=== Planteamiento ===
Según el fragmento sobre la crítica, ¿por qué Gloria no es libre?

Es muy fácil criticar, y además aporta una sensación de grupo de lo más atrayente. Si pasa una chica en minifalda y con unos tacones de vértigo, lo facilón es decir “mira a esa cómo va”, “qué fresca” o comentarios mucho peores. En vez de alegrarnos por ella y tratar de aprender de lo que nos ha provocado su visión, tan diferente, para analizar qué tenemos y qué nos falta, quizás, o de las inseguridades que nos puede provocar.

Los celos y la envidia
Atención a esta máxima para curarlos: “Lo que criticas de la sexualidad de otra persona es lo que estás criticando sobre ti misma.”

Cuando criticamos hacia dentro: falta de libertad disimulada
La crítica de los reprimidos no siempre es tan obvia como imaginamos: están “los que callan” por no disgustar al grupo social, a la familia, a la pareja en última instancia, pues interpretamos un papel “reprimido” que nos anima a expresar lo que no pensamos.

Es el caso de Gloria, que no es libre porque tiene miedo a aburrirse. En concreto, con los hombres capaces de decir “No te muevas que me despisto” y demás lindezas… Pero no lo dice, y por tanto está a menudo con la líbido baja, pues no dice lo que quiere ni lo que no quiere, simplemente juega a aparentar que todo está bien… Y se frustra.

Callar demasiado no es libertad
Ojo a lo que callamos cuando callamos demasiado (por culpa de nuestros miedos, complejos…), porque no sólo seguirán ahí por mucho que los escondamos bajo estas máscaras, sino que además crecerán a sus anchas, como el moho donde no da el sol.

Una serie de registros
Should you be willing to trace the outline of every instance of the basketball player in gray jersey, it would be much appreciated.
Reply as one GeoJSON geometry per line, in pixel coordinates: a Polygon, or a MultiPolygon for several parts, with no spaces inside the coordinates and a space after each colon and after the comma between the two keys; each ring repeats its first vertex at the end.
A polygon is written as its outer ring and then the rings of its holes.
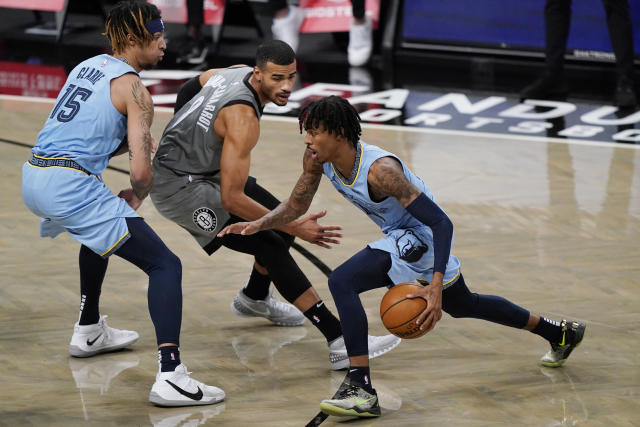
{"type": "MultiPolygon", "coordinates": [[[[235,314],[265,317],[280,326],[301,325],[308,318],[327,339],[331,368],[344,369],[349,360],[340,322],[289,253],[294,236],[326,248],[339,243],[340,227],[317,221],[326,211],[277,231],[217,237],[226,225],[260,218],[279,204],[249,176],[249,165],[264,105],[285,105],[295,79],[293,50],[273,40],[258,47],[255,67],[208,70],[185,83],[153,161],[151,199],[209,255],[224,245],[255,257],[249,281],[231,304],[235,314]],[[291,304],[271,295],[272,280],[291,304]]],[[[399,343],[393,335],[369,336],[369,356],[399,343]]]]}

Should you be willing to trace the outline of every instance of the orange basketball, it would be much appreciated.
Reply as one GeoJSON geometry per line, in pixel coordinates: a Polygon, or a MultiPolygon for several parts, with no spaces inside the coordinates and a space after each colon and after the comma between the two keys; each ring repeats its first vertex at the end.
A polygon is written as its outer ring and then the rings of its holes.
{"type": "Polygon", "coordinates": [[[416,319],[427,308],[423,298],[407,298],[423,287],[415,283],[398,283],[389,289],[380,301],[382,323],[393,335],[400,338],[418,338],[426,330],[420,330],[416,319]]]}

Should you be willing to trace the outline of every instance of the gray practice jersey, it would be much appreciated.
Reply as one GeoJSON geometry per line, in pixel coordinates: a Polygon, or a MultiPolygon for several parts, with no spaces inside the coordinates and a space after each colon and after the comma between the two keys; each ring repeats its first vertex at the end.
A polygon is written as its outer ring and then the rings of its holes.
{"type": "Polygon", "coordinates": [[[238,67],[216,72],[175,114],[160,139],[153,160],[154,172],[165,177],[170,172],[219,182],[223,141],[215,134],[213,123],[222,108],[234,104],[250,105],[260,119],[260,99],[249,83],[252,70],[238,67]]]}

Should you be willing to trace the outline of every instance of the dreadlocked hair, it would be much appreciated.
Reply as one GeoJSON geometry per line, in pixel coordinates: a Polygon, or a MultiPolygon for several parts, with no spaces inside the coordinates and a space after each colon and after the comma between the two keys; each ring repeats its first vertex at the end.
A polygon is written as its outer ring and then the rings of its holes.
{"type": "Polygon", "coordinates": [[[144,0],[124,0],[119,2],[107,17],[105,32],[114,52],[122,52],[127,48],[127,34],[132,34],[141,44],[153,40],[153,34],[144,24],[160,18],[158,8],[144,0]]]}
{"type": "Polygon", "coordinates": [[[298,122],[300,133],[302,129],[324,127],[327,132],[346,138],[354,147],[358,146],[362,134],[360,115],[356,109],[349,101],[335,95],[318,99],[304,107],[298,122]]]}

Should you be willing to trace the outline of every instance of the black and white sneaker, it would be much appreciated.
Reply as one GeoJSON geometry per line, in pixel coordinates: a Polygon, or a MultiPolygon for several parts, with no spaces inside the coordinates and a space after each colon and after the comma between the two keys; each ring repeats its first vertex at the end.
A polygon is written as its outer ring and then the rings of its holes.
{"type": "Polygon", "coordinates": [[[180,364],[173,372],[158,372],[151,387],[149,401],[158,406],[211,405],[224,400],[224,391],[206,385],[189,376],[191,372],[180,364]]]}
{"type": "Polygon", "coordinates": [[[574,348],[580,345],[584,338],[584,331],[587,325],[573,320],[562,320],[562,341],[559,343],[551,343],[549,350],[542,359],[540,364],[547,368],[557,368],[561,366],[568,358],[574,348]]]}
{"type": "Polygon", "coordinates": [[[380,416],[380,404],[375,390],[369,393],[364,388],[350,384],[345,379],[331,399],[320,402],[320,410],[338,417],[371,418],[380,416]]]}

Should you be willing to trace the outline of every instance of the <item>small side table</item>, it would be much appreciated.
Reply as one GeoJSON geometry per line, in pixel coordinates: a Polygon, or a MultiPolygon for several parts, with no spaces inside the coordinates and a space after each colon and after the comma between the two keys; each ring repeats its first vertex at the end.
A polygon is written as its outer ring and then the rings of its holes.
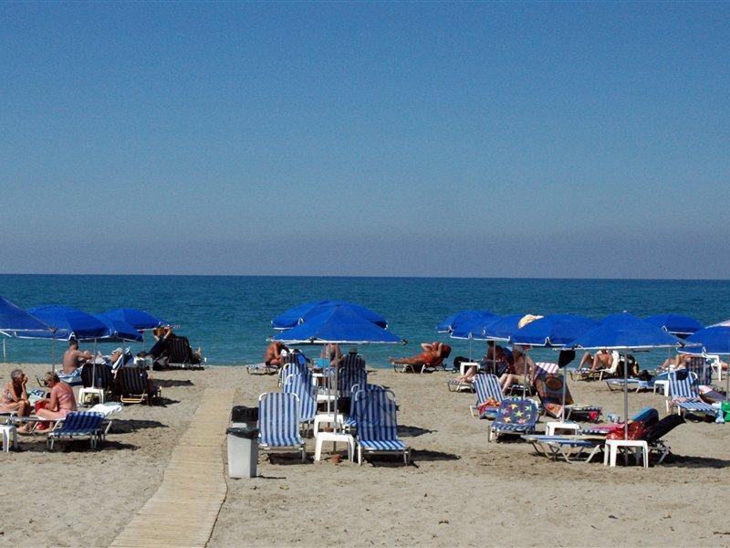
{"type": "Polygon", "coordinates": [[[348,444],[348,459],[352,462],[355,454],[355,439],[349,434],[335,432],[319,432],[317,435],[317,445],[315,446],[314,459],[318,461],[322,456],[322,444],[325,441],[332,442],[332,451],[337,450],[337,442],[343,441],[348,444]]]}
{"type": "Polygon", "coordinates": [[[609,459],[611,468],[616,466],[616,453],[619,448],[633,449],[637,463],[641,454],[644,468],[649,468],[649,444],[642,439],[607,439],[603,449],[603,466],[609,464],[609,459]]]}
{"type": "Polygon", "coordinates": [[[3,436],[3,451],[10,452],[10,440],[13,440],[13,448],[17,448],[17,430],[13,425],[0,425],[0,435],[3,436]]]}
{"type": "Polygon", "coordinates": [[[580,425],[578,423],[570,422],[548,422],[545,426],[545,433],[548,436],[555,436],[557,433],[560,434],[579,434],[580,432],[580,425]]]}
{"type": "Polygon", "coordinates": [[[314,416],[314,435],[315,437],[319,433],[319,425],[339,425],[342,426],[345,423],[345,417],[341,413],[337,414],[337,417],[333,413],[319,413],[314,416]]]}

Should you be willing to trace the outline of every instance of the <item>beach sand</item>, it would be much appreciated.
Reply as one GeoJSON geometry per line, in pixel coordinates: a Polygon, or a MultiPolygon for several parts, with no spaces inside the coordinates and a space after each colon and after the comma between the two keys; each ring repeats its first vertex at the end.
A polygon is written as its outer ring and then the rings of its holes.
{"type": "MultiPolygon", "coordinates": [[[[48,369],[21,367],[31,378],[48,369]]],[[[12,368],[2,368],[0,381],[12,368]]],[[[275,377],[243,367],[154,374],[162,405],[126,406],[102,450],[78,441],[47,452],[45,437],[23,437],[19,452],[0,454],[0,545],[109,545],[160,485],[206,386],[236,386],[235,403],[247,406],[276,389],[275,377]]],[[[468,411],[475,396],[449,393],[451,376],[370,377],[394,390],[413,465],[312,463],[311,438],[307,464],[294,454],[262,456],[258,478],[227,480],[210,545],[730,544],[730,427],[680,426],[665,438],[673,458],[649,469],[554,462],[526,443],[487,444],[487,421],[468,411]]],[[[621,393],[603,383],[570,389],[579,403],[623,414],[621,393]]],[[[631,413],[647,405],[664,415],[662,396],[630,395],[631,413]]]]}

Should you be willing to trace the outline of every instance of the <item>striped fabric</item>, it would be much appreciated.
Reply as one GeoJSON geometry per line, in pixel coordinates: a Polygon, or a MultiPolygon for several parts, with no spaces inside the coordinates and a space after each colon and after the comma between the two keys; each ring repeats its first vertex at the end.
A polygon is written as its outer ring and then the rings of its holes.
{"type": "Polygon", "coordinates": [[[345,366],[340,367],[338,373],[338,390],[339,397],[349,397],[352,386],[355,385],[365,385],[368,384],[368,372],[364,367],[345,366]]]}
{"type": "MultiPolygon", "coordinates": [[[[370,390],[385,390],[380,385],[352,385],[352,392],[349,395],[349,416],[345,419],[343,426],[347,428],[357,428],[358,427],[358,406],[357,406],[357,398],[358,394],[362,391],[370,391],[370,390]]],[[[362,402],[362,398],[360,400],[362,402]]]]}
{"type": "Polygon", "coordinates": [[[499,405],[489,436],[491,437],[503,432],[530,434],[535,430],[537,416],[537,406],[532,400],[506,399],[499,405]]]}
{"type": "Polygon", "coordinates": [[[669,394],[673,405],[685,411],[698,411],[715,415],[716,409],[700,399],[697,392],[697,375],[688,371],[672,371],[669,374],[669,394]]]}
{"type": "Polygon", "coordinates": [[[361,390],[355,398],[358,443],[369,451],[405,451],[398,438],[395,395],[391,390],[361,390]]]}
{"type": "Polygon", "coordinates": [[[48,433],[48,446],[53,448],[53,442],[59,437],[89,437],[91,448],[96,448],[97,441],[101,437],[103,413],[95,411],[74,411],[66,416],[61,427],[48,433]]]}
{"type": "Polygon", "coordinates": [[[284,383],[284,392],[296,394],[299,398],[299,421],[314,420],[317,415],[317,386],[312,385],[311,374],[290,374],[284,383]]]}
{"type": "Polygon", "coordinates": [[[268,392],[258,400],[260,444],[267,448],[300,448],[299,401],[296,394],[268,392]]]}
{"type": "Polygon", "coordinates": [[[484,404],[490,397],[502,403],[505,396],[499,387],[499,379],[494,374],[477,374],[474,377],[474,388],[476,391],[476,406],[484,404]]]}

=== Respuesta ===
Porque tiene miedo a aburrirse.